» Document extract
= = =
The dental implants surgery will only begin after any required preliminary procedures are completed and the periodontist determines that the jawbone is ready to receive implants. In most cases, the dental implant procedure will be done over three stages:
- Surgically inserting the dental implant
- Attaching an abutment to the dental implant
- Attaching a crown to the abutment
By the time these three stages are complete the patient will have a brand new fully functioning tooth that feels just as real as any other tooth. In some cases the procedure can be completed in one or two stages, however, there is a higher risk of complications with the implant down the road as it is not given enough time to fuse with the jawbone.
= = =
» Questions on the material
a – According to the dental implant text, what must happen before the implant surgery begins?
b – Continue the dental implant text from its last sentence.
The records that come after this text are not required for either task.
= = =
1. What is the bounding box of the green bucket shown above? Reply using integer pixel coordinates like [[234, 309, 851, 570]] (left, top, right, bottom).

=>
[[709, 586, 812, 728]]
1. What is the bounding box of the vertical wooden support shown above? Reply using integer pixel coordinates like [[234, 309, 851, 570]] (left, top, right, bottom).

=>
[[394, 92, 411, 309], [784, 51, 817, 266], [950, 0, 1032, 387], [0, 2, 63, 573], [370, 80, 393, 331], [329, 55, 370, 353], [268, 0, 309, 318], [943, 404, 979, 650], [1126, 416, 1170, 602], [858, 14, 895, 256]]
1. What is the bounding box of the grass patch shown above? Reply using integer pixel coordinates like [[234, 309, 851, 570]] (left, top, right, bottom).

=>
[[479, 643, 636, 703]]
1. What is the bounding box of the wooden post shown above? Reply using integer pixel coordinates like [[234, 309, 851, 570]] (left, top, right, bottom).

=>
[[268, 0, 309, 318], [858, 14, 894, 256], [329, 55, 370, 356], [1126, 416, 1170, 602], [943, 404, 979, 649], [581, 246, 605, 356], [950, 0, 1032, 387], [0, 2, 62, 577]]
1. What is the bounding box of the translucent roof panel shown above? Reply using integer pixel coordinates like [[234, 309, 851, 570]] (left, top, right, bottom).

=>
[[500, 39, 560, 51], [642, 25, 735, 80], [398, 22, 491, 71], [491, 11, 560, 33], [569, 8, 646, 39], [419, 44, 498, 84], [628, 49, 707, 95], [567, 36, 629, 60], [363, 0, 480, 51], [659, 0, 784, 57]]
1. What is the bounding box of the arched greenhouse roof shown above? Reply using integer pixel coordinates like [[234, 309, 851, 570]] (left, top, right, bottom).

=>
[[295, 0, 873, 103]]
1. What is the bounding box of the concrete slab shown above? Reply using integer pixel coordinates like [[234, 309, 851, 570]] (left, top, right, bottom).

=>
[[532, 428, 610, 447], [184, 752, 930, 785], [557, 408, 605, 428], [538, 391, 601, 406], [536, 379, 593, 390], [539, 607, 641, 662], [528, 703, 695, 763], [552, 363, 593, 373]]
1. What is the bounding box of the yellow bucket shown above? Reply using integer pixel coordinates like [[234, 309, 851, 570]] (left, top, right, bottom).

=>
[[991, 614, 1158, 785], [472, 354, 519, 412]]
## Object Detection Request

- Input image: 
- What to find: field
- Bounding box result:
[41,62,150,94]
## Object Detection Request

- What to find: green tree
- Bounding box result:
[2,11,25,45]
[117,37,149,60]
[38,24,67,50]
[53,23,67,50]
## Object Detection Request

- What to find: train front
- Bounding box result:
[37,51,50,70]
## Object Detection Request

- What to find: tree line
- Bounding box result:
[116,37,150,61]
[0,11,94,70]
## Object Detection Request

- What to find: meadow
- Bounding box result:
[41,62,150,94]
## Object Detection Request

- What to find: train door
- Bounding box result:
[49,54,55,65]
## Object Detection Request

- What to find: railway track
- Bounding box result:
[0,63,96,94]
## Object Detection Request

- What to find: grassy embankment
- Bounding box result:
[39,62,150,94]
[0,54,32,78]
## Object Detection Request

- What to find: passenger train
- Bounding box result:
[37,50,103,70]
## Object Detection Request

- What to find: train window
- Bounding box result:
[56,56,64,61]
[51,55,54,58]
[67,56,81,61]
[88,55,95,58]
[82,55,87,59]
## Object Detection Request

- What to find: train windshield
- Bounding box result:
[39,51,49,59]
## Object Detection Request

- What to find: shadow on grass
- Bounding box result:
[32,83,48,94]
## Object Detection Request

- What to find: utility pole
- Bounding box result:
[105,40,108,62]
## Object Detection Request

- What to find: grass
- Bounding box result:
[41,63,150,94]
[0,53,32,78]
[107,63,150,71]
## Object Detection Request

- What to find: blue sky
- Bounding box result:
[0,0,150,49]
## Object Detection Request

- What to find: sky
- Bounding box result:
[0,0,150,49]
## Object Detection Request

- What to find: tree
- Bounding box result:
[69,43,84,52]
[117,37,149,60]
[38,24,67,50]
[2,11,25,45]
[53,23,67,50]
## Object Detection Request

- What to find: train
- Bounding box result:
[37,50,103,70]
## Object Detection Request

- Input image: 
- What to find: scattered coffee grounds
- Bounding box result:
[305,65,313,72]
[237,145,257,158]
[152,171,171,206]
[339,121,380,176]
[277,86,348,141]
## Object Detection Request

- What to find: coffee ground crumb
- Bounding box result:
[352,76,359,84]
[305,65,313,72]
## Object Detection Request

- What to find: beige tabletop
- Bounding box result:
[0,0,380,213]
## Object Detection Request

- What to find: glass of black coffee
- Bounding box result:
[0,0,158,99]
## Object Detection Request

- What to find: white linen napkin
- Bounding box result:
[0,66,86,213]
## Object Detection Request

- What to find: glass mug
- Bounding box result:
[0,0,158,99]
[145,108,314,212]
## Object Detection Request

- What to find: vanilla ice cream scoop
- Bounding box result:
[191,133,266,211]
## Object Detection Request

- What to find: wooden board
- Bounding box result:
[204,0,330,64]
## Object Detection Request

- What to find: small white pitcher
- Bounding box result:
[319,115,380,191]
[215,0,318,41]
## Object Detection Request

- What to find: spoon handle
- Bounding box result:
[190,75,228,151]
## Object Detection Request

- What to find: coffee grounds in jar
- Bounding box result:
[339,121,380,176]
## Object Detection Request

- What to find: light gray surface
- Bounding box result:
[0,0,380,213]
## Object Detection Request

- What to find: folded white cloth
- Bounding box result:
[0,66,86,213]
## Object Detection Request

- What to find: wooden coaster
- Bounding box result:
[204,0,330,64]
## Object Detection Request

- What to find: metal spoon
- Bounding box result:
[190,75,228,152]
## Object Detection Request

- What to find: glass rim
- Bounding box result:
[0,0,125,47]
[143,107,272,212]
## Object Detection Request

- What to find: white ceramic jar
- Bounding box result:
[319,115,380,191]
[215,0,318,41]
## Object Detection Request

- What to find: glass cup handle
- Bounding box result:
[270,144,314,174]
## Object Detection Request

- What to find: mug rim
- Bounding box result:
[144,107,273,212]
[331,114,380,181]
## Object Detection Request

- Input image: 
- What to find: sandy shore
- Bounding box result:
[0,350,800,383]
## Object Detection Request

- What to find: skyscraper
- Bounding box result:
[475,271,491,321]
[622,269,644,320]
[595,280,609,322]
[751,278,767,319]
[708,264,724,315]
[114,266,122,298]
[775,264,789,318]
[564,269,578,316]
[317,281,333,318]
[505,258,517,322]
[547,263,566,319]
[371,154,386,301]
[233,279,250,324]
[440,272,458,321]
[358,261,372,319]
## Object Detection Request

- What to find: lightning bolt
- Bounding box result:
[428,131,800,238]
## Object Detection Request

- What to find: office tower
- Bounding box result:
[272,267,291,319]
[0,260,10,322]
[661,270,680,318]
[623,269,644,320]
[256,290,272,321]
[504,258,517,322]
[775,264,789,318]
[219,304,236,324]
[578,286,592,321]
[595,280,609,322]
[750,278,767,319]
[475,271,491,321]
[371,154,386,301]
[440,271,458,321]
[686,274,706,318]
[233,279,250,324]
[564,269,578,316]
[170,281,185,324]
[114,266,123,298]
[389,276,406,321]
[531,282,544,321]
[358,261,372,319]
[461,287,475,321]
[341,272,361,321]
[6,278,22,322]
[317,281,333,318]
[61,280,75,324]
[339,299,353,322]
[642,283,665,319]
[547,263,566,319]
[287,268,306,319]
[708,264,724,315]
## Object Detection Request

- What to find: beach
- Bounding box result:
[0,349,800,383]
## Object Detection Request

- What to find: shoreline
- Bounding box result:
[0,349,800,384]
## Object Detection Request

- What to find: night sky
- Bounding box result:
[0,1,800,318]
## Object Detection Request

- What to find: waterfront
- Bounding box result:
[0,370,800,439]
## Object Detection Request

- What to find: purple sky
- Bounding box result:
= = =
» Answers below
a – Any required preliminary procedures must be completed, and the periodontist must determine that the jawbone is ready to receive implants.

b –
First Stage – Surgically inserting the dental implant
This is the most important stage of the dental implant procedure. In order for the new tooth to function like a real tooth, it needs to have a root that is lodged into the jawbone, giving it the same strength as a natural tooth. In the majority of cases, the implant looks like a tiny screw or cylinder which is made out of titanium due to its superior ability to fuse with natural bone. It will usually take up to 2 hours to complete this procedure which consists of:
- Giving local anesthetic to the patient
- Making an incision into the gum tissue above the area where the implant will be placed
- Drilling a small hole into the area of the jawbone that will receive the implant
- Placing the titanium implant into the drilled hole
- Stitching the gum tissue to cover the titanium post
After this procedure is completed, it will take up to 6 months for the titanium post to completely osseointegrate with the bone, making it as strong as a natural tooth root. In the meantime, a removable prosthetic tooth may be supplied for aesthetic purposes and to eliminate any forces that can disrupt the osseointegration process.
Second Stage – Attaching the abutment
Once the titanium implant has fused with the surrounding jawbone and the dentist believes it is strong enough to support a new tooth, the patient will need to return for a second operation to attach an abutment to the implant.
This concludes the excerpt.